+++ Excerto para leitura +++
Não quero ser presunçoso, mas sim. Não falando de mim, mas do Humor. Nunca ninguém diz “O Humor é uma Arte” mas, no fundo, ele está presente em todas: na escultura, na pintura, no cinema… É uma Doença e uma Arte.
Rádio, Netflix, espectáculos ao vivo… Palcos, estúdios… Onde é que te sentes verdadeiramente em casa?
Onde me sinto confortável. Nunca fui de aceitar muitos convites, sempre disse vários “nãos” – talvez tenha dito demasiados. Hoje já consigo perceber que digo sim ou não de acordo com o meu conforto. Não vale a pena meter-me em algo só porque é “muito bom”: cada humorista tem o seu estilo e eu resulto muito melhor quando estou 100% confortável.
Por exemplo, fiz rádio e não me sentia inteiramente confortável. Foi ao ponto de os meus amigos dizerem “Ya, rádio não é para ti.” Mas depois fiz o podcast Ar Livre (que não é rádio, mas funciona nas mesmas bases) e, de repente, metade das minhas plateias nos espetáculos são ouvintes do programa. Lá está, tem a ver com o conforto. Preciso de liberdade para não me sentir constrangido.
Alguma vez sentiste que não podias dizer o que querias?
Em Portugal temos uma censura mais sofisticada: não há um lápis azul nem um senhor que diga “Olhe, desculpe, você não pode dizer isto”. É mais o moralismo das pessoas que leva a uma auto-censura.
Vivemos num país que tanto pode ter sentido de humor como ser muito chato. O Obama entrou numa convenção nuclear de skate? É o maior, muito divertido! O Presidente da República ligou para a Cristina Ferreira? Todos lhe caem em cima, só cronistas revoltados “É um populista, um aproveitador!”...
São estas pequenas coisas. Num país que é assim, tu pensas duas vezes e optas por não dizer isto ou aquilo.
O que mais te chateia no Humor?
A pressão para ter de fazer rir de determinada maneira. Se me dizem “Oh Salvador, conta aí umas piadas!”. Não dá, não consigo. Há humoristas que conseguem! Essa pressão de fazer rir tira-me a pica.
+++
### Experimente:
Responda às seguintes perguntas sobre o excerto:
(a) Que podcast é referido?
(b) O que leva à auto-censura em Portugal?
(c) Que pressão tira a pica a quem responde às perguntas?
+++ Dados registados +++
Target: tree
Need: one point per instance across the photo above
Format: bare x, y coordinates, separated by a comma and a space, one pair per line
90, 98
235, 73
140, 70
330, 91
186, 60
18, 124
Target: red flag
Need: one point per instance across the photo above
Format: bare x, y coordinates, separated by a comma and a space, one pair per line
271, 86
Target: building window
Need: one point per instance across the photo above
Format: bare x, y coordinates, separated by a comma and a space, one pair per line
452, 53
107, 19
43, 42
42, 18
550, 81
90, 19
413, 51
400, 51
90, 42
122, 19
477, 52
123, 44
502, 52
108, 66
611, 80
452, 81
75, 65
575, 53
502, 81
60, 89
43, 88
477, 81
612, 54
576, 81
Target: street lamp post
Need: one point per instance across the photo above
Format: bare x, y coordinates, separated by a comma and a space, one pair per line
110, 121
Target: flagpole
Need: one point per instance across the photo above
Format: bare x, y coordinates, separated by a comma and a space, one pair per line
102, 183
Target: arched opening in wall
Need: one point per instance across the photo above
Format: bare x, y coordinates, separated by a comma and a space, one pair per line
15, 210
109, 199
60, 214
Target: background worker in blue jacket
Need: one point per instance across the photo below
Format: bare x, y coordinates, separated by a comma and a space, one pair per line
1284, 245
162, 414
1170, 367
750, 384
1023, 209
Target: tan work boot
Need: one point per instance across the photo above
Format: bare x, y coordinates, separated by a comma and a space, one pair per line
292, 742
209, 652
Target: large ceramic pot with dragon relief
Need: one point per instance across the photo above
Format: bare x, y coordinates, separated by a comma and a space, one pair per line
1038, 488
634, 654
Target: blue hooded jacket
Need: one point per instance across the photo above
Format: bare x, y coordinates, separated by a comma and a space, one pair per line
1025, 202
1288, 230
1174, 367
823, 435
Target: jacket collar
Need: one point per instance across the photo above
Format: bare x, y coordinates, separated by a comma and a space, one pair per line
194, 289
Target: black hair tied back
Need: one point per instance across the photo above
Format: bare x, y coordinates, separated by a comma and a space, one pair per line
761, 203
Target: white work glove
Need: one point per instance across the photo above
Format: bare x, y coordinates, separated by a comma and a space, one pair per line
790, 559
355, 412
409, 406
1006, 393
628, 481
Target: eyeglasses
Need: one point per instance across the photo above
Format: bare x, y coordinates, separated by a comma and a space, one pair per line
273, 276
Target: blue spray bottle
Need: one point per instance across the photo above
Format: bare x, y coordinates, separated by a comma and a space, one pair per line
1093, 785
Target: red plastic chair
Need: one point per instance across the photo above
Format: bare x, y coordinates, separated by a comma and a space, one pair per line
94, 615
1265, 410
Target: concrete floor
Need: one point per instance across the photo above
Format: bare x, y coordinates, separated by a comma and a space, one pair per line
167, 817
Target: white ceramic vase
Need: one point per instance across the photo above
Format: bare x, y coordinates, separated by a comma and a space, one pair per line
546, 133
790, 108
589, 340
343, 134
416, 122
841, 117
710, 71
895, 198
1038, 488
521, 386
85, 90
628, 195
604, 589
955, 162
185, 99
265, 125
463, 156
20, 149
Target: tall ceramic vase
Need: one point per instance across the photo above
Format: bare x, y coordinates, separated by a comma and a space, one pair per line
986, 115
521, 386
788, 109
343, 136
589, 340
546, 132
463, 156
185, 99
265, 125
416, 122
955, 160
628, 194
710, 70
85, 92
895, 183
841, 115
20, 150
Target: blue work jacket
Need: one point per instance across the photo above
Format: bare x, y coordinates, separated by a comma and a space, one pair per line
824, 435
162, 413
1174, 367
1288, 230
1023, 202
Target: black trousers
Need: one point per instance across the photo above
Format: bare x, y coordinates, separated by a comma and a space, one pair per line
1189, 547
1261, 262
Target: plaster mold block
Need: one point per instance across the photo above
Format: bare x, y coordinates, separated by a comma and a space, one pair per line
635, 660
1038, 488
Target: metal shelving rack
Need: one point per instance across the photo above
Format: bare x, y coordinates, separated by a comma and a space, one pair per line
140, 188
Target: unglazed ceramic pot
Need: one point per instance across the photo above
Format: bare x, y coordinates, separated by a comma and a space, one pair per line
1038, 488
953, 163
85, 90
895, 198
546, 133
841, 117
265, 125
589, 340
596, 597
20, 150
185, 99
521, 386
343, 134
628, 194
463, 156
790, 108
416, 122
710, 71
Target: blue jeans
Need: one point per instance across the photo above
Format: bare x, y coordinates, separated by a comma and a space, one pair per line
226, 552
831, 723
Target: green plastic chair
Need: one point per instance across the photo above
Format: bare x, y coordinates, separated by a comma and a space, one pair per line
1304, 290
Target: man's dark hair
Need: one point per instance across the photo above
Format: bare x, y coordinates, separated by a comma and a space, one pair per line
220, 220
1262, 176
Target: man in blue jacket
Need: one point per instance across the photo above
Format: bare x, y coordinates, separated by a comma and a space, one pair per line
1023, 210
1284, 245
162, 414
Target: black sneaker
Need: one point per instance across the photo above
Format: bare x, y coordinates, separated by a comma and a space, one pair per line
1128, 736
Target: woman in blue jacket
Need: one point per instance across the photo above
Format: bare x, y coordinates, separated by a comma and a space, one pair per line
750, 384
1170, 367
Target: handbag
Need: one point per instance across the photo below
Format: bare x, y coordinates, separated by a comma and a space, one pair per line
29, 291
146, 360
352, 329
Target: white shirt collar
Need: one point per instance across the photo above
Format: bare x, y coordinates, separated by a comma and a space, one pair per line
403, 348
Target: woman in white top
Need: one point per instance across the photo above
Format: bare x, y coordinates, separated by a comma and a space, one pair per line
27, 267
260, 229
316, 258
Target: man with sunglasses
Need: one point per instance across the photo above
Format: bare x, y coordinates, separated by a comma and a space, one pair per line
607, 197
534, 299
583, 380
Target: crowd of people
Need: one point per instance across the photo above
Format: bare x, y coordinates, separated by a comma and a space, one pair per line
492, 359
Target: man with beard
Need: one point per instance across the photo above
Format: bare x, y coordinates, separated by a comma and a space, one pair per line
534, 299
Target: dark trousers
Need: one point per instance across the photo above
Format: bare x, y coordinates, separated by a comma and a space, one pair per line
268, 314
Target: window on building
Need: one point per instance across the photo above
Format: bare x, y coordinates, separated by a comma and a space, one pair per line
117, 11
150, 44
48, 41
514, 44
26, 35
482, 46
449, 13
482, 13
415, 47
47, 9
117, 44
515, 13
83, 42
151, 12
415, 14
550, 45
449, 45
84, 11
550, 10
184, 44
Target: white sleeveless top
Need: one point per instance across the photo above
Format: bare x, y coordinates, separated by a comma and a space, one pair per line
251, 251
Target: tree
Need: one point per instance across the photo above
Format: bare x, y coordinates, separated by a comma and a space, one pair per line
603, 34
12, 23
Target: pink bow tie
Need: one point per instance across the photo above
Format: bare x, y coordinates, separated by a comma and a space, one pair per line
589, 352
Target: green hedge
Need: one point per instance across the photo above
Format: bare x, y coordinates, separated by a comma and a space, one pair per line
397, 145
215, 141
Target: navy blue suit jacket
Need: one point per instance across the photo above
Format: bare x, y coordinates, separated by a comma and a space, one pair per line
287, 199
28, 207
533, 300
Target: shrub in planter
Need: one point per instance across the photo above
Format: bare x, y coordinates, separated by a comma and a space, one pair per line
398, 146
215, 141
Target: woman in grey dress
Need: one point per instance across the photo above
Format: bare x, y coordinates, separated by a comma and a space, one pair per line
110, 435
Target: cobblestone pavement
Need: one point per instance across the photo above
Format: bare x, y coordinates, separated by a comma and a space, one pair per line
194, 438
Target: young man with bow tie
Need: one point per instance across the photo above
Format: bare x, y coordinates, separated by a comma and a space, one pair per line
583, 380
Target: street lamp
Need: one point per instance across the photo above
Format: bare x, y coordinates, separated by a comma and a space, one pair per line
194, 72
+++
### Resposta à tarefa:
(a) O podcast Ar Livre.
(b) O moralismo das pessoas.
(c) A pressão de fazer rir.